* Begin *
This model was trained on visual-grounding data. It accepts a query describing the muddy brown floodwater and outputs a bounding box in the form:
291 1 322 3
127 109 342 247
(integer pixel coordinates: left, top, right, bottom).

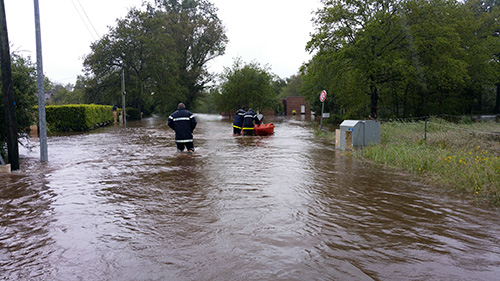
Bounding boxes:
0 115 500 280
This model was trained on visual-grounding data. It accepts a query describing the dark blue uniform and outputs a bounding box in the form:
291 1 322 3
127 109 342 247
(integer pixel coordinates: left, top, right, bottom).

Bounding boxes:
233 108 245 135
243 108 260 136
168 107 196 152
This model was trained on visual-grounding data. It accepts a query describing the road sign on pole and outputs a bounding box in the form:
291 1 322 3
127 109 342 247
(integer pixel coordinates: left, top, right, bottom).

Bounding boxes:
319 90 326 102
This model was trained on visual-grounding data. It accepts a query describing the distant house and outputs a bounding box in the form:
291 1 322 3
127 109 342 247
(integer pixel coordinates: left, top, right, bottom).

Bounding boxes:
45 92 52 102
281 97 311 116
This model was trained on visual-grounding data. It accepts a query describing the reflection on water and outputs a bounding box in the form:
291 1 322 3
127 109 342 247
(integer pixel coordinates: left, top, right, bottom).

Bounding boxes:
0 115 500 280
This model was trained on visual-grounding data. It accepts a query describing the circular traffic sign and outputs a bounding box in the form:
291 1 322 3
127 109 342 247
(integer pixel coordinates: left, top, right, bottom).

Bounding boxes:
319 90 326 102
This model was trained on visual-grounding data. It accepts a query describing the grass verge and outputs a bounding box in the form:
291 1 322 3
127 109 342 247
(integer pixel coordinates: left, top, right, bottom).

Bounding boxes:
348 119 500 206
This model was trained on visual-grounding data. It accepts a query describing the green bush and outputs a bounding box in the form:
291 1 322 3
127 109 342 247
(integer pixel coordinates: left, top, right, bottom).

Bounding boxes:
126 107 141 120
45 104 113 132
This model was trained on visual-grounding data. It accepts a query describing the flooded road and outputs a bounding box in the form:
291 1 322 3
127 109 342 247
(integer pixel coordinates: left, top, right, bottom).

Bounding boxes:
0 115 500 280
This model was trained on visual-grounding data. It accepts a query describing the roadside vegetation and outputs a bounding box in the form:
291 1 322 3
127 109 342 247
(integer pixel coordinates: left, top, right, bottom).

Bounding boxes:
356 119 500 206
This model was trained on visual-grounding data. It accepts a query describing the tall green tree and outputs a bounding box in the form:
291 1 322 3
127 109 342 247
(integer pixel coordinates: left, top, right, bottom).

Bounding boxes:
0 53 37 158
85 0 227 113
216 58 278 112
303 0 499 118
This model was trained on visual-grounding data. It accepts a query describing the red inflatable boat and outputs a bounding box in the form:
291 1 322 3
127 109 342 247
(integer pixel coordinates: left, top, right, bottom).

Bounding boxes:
253 123 274 136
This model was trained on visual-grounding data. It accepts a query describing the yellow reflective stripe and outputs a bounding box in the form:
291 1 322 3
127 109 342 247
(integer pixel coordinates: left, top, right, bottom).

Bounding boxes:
174 117 190 121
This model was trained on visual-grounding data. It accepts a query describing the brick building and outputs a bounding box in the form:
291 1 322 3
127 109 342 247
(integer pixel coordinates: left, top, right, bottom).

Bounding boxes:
281 97 311 116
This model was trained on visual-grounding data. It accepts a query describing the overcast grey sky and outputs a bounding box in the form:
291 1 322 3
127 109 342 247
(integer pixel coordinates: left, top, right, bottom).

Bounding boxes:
5 0 321 84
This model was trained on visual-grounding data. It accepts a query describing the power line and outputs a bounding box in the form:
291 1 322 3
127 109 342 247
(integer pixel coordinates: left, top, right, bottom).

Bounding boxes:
71 0 97 40
76 0 101 38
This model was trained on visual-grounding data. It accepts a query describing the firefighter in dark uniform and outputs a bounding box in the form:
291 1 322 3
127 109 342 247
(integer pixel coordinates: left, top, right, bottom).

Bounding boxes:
168 102 196 153
243 108 260 136
233 106 246 136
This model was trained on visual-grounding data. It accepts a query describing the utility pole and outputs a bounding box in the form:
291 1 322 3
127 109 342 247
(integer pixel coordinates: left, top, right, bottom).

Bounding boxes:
122 67 127 125
34 0 49 162
0 0 19 170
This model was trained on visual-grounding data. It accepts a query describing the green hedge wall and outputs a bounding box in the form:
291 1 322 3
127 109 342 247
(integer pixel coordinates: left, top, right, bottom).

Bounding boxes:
45 104 113 132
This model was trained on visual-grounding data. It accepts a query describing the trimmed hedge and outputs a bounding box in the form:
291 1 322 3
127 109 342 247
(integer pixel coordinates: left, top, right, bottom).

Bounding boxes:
45 104 113 132
125 107 141 120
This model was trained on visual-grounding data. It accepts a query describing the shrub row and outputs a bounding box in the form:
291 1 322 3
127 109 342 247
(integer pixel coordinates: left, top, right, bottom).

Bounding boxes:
45 104 113 132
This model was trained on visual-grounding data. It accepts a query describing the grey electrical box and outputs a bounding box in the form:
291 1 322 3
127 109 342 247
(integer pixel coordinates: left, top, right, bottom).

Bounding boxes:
336 120 380 149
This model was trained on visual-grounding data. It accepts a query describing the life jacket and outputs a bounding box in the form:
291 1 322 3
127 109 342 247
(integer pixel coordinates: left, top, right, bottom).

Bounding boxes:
168 107 196 142
243 109 260 130
233 109 246 129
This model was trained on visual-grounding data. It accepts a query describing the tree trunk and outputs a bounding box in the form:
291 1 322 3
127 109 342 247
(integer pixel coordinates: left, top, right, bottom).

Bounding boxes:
0 0 19 170
493 83 500 114
370 85 379 120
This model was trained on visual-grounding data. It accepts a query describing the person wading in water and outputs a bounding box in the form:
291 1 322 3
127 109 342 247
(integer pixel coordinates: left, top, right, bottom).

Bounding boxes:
168 102 196 153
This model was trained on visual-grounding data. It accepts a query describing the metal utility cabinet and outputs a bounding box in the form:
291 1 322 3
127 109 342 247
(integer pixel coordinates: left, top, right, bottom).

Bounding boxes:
335 120 380 149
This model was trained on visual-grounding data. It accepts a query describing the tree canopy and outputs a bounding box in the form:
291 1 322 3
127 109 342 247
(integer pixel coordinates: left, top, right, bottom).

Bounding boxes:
0 53 37 156
215 58 281 112
81 0 227 113
302 0 500 118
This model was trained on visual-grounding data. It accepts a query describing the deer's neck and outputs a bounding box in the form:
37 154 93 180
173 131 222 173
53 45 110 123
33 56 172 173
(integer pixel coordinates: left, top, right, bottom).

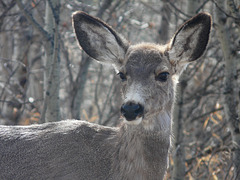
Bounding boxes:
113 113 171 179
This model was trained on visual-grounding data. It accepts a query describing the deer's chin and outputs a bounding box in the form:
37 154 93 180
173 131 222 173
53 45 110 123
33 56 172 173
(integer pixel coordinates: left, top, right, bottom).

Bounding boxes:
123 117 142 126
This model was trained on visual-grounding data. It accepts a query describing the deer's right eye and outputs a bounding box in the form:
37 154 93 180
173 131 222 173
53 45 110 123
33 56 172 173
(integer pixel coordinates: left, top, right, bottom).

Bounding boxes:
118 72 127 81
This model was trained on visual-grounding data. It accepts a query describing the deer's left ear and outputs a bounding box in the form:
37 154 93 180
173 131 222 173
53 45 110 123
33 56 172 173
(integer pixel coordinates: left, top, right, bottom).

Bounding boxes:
168 13 211 73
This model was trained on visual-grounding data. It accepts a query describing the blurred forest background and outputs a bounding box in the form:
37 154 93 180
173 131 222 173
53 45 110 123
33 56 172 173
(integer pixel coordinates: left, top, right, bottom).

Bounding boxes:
0 0 240 180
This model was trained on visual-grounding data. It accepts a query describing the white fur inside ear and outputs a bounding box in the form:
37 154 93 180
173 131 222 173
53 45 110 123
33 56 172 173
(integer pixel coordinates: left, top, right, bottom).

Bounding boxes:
81 23 125 64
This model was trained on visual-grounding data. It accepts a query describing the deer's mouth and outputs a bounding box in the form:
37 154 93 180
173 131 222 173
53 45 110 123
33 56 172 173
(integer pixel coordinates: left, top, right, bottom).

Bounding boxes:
121 102 144 124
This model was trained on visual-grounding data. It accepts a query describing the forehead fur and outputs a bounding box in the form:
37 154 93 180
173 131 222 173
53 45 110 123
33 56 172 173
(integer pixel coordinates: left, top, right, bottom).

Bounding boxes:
127 43 167 56
124 43 170 67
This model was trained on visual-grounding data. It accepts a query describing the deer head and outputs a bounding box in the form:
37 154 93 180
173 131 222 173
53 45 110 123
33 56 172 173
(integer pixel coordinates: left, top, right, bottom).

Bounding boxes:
73 12 211 128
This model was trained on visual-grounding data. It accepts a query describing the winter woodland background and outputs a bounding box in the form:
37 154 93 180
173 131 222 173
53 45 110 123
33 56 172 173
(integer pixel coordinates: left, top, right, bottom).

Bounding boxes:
0 0 240 180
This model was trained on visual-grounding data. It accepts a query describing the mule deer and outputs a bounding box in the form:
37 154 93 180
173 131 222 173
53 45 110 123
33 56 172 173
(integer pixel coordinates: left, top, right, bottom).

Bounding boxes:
0 12 211 180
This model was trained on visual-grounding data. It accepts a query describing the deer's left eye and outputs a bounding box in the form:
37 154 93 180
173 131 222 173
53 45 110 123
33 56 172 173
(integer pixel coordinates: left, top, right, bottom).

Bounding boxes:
155 72 169 82
118 72 127 81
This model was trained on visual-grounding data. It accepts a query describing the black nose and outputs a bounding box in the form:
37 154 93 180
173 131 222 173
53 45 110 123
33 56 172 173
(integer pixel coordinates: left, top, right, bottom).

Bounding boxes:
121 102 144 121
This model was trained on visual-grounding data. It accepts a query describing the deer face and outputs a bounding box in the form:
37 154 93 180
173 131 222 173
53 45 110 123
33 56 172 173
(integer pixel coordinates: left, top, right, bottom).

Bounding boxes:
73 12 211 125
118 44 173 124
* End *
DESCRIPTION OF THE TASK — Copy the records above verbatim, everything from the line containing "describing the circular" down to the line containing "356 119 500 206", including both of those lines.

ANSWER TO THE EXERCISE —
This model was trained on visual-grounding data. It accepts a query describing the circular traffic sign and outputs a bounding box in the form:
291 1 322 3
127 109 342 247
(integer pixel coordinates: left, top, right, bottom).

Bounding boxes:
319 90 326 102
This model was trained on visual-grounding data. It accepts a query describing the grass verge and outputs a bounding box in the form:
291 1 322 3
127 109 342 247
(integer pixel coordinates: left, top, right, bottom).

Bounding boxes:
348 119 500 206
This model was trained on visual-grounding data. It accepts a query describing the green bush and outputs a bounding box in the form:
291 1 322 3
127 109 342 247
(integer pixel coordinates: left, top, right, bottom).

Bounding boxes:
126 107 141 120
45 104 113 132
This model was trained on visual-grounding data. It accepts a query describing the flooded road and outputs a bounding box in the form:
291 1 322 3
127 109 342 247
(integer pixel coordinates: left, top, right, bottom).

Bounding boxes:
0 115 500 280
This model was trained on visual-grounding data. It accepts a query describing the roadside vegetation and outputs a bounding box in the form:
291 1 322 3
127 109 342 247
(integer pixel coordinates: left, top, right, bottom).

Bounding boxes:
356 119 500 206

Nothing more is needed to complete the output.